#### Request:
Please reproduce the lines below word for word, omitting the pictures.

Rows from the dataset:
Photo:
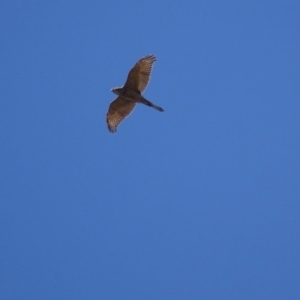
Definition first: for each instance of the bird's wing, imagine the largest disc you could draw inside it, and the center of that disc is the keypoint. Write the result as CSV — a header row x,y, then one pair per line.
x,y
118,110
139,76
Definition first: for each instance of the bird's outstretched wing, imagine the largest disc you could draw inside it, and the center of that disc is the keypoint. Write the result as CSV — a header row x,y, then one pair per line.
x,y
139,76
118,110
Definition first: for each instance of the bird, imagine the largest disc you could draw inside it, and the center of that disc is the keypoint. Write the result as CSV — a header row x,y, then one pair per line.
x,y
131,93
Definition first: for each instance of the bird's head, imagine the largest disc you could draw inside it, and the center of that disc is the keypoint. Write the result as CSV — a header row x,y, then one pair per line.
x,y
116,90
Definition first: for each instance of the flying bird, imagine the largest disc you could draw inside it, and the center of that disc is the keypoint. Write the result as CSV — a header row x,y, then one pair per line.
x,y
131,93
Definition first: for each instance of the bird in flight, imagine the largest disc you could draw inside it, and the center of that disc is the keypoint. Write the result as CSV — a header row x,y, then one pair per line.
x,y
131,93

#### Solution to this exercise:
Photo:
Definition first: for each instance of the bird's wing, imagine the largest disc you could draw inside it, and the center of that disc is the keypoint. Write the result as CSV — a header row x,y, then one pair per line.
x,y
118,110
139,76
Definition first: for each instance of the bird's outstretched wing, imagine the largest disc you could draw inside it, and the center of that disc is the keypoint. Write the result as CSV — a header row x,y, then one pair per line.
x,y
139,76
118,110
Definition first: for each instance of the bird, imagine the largest disc you could draw inside it, and the center of that disc is the keypoint. Write the result as CSV — a header row x,y, then one pair per line.
x,y
131,93
Definition first: for each instance of the bird's head, imagine the largest disc you could draw inside it, and the center of that disc is the keypoint. Write the result as CSV — a header row x,y, then one pair per line.
x,y
116,90
Definition first: for each instance of the flying bird, imagine the largest disc you could draw inside it, and the center of that disc is the keypoint. Write the result as CSV — a header row x,y, then one pair per line.
x,y
131,93
Definition first: for each instance of the bird in flight, imagine the largest disc you could draw inside it, and the center of that disc is the keypoint. Write the result as CSV — a header row x,y, then one pair per line.
x,y
131,93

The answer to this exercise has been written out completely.